• [Problem] Through the end of the data below, output every line exactly, beginning with the line that contains "Annotation task: tag one point per instance of the railing".

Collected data
--- --- ---

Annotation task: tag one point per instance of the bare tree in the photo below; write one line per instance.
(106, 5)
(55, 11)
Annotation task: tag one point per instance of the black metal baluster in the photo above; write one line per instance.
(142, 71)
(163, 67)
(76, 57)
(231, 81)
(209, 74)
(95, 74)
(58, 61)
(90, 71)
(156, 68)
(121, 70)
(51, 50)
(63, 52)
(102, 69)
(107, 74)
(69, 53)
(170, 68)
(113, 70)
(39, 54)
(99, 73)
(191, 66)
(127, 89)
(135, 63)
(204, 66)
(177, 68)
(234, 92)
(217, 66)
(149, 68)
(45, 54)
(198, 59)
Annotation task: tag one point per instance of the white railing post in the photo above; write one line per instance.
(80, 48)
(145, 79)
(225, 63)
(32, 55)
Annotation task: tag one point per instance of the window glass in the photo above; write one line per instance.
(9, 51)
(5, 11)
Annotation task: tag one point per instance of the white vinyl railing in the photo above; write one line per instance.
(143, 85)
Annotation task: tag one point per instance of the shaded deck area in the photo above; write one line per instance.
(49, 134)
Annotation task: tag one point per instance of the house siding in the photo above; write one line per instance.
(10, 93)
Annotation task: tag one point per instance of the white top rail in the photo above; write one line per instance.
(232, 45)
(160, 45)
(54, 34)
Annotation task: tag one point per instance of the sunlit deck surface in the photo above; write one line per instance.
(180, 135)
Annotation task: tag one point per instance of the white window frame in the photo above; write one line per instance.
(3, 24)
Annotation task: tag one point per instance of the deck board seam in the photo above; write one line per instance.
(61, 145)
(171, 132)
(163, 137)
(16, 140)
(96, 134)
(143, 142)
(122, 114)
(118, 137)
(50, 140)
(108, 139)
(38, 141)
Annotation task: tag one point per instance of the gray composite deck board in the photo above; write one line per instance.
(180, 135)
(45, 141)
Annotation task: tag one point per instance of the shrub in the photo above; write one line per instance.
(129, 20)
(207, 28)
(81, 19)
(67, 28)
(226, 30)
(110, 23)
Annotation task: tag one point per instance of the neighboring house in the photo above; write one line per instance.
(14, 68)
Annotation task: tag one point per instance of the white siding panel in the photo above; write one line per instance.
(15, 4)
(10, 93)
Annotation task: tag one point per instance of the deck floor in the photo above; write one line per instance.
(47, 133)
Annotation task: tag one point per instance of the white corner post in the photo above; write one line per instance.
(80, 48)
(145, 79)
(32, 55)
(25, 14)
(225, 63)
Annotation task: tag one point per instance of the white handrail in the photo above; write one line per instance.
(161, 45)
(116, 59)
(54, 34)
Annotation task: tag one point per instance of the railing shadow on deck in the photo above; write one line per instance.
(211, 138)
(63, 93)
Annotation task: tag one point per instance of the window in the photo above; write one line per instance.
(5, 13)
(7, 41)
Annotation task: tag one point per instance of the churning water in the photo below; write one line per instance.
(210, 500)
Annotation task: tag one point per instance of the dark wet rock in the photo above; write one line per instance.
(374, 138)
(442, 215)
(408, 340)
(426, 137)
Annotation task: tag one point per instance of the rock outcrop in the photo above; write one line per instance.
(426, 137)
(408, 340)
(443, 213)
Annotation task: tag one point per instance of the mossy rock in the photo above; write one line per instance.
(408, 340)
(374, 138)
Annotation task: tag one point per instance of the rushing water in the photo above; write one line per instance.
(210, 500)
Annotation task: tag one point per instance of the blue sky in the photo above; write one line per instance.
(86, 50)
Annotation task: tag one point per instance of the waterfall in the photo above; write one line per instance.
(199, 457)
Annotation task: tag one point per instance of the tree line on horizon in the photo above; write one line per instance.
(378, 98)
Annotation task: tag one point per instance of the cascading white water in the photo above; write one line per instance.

--- --- ---

• [The answer]
Annotation task: tag one point per instance of the railing shadow on deck in the photo above; write one line per instance.
(211, 138)
(63, 93)
Annotation task: tag one point per instance of the window in the photo above; write one line per instance.
(5, 13)
(7, 41)
Annotation task: tag one point per instance of the churning water in the photo below; write one line per instance.
(210, 500)
Annotation task: tag one point per instance of the dark wet rock in the photo above; write one line per instance.
(374, 138)
(442, 215)
(408, 340)
(426, 137)
Annotation task: tag one point per instance of the rock outcrop in the photo above; write one line per instance.
(426, 137)
(408, 340)
(443, 213)
Annotation task: tag one point per instance of the mossy rock in the photo above; write one line per instance.
(408, 340)
(374, 138)
Annotation task: tag one point per instance of the rushing water in the photo above; write one line per instance.
(210, 500)
Annotation task: tag one point per instance of the blue sky in the photo above; write one line per instance.
(86, 50)
Annotation task: tag one point per instance of the waterfall in the photo above; write one line per instance.
(199, 457)
Annotation task: tag one point per instance of the tree line on horizon in the photo above; write one line per instance.
(378, 98)
Annotation task: tag one point per instance of the cascading white water in the photo above; write one line per instance.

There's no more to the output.